Exercise requirements =
Please transcribe the data that follows without the pictures, keeping every word the same.

Records to use =
= = = = =

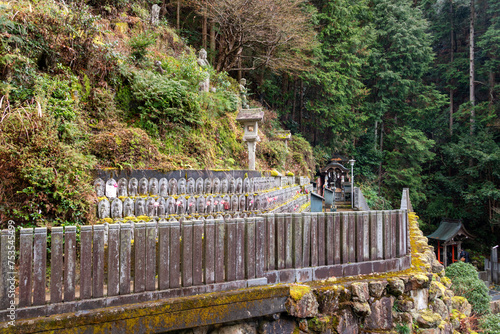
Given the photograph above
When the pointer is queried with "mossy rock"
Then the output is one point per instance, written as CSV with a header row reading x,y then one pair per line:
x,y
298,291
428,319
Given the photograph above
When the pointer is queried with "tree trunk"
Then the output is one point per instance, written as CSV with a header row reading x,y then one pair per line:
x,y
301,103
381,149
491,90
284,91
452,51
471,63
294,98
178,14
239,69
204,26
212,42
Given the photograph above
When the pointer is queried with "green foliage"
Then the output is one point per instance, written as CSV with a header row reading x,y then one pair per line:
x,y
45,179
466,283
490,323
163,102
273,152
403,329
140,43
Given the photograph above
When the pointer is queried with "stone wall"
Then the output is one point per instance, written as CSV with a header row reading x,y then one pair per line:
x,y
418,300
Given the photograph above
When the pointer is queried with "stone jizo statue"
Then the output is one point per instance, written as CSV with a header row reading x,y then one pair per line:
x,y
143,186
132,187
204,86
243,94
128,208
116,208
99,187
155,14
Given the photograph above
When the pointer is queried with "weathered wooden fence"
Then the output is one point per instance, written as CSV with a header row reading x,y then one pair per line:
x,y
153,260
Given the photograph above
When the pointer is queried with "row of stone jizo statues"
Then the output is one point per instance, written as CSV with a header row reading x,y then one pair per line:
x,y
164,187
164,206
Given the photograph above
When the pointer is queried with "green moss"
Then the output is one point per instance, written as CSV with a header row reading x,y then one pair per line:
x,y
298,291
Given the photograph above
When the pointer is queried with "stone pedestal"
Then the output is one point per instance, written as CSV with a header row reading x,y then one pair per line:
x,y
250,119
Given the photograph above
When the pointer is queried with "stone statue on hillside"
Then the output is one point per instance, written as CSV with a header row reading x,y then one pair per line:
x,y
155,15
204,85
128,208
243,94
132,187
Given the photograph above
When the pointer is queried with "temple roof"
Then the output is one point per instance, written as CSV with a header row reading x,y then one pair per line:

= = = = =

Solved problem =
Given the photograph above
When the pointer is queried with "mossy rock"
Then the output is one point per instance, written as CSV with a header row reading x,y then one pair per line:
x,y
298,291
428,319
Given the photograph above
When the pointer is queried with "tree trunk"
Then the output is one point per instance, written as CSV with a header row reading x,y then one pair per line:
x,y
301,103
381,149
491,90
284,91
452,51
471,63
294,98
178,14
239,69
204,26
212,42
Given the photograph above
When the pointer is queried with "green foliage"
Then the output is one point per instance, written as CSV with a header row reading x,y then one pair per line:
x,y
45,179
466,283
490,323
163,102
273,152
403,329
140,43
Given the photograph above
When the pointer is queried with "stone wall"
Then the output is one point per instance, written as CSV with a header row reading x,y then one pair per line:
x,y
418,300
Given the photograph above
When the pointer is queried with "stone jizo statue"
Then the output is one point per instance, written as CSV with a header row reading x,y then one pair per line:
x,y
143,186
132,187
204,86
243,94
128,208
116,208
99,187
155,14
Given the photograph above
When the pointer is queried with "weathered wooden fence"
Then the output is one point per instance, written as CSV with a header row reading x,y then one pair per line:
x,y
153,260
Given the photograph above
When the pointer is queried with "row of stone jizo statues"
Then the output is one point per instance, written as CSV with a header row reading x,y then one pair per line:
x,y
164,187
164,206
Given the photograph above
When the pointer is queried with "green moss"
Then the output is one point per instance, written as CSV with a header row reading x,y then one pair per line:
x,y
298,291
Given the photograph above
When the pointer is queried with "stone pedestal"
Then the output is one point per instance, written as CSV with a header row reading x,y then one pair per line:
x,y
250,119
Given the photograph above
When the pointer is queried with "stone statue on hillside"
Then the output is one point per instance, written as CSV with a header row reading x,y then one pair per line:
x,y
155,15
204,85
128,208
243,94
132,187
Given the photograph above
When the pointer is queried with "temple roof"
Then the output is one point per instance, written as CSV with a header row reading x,y then one pair per line:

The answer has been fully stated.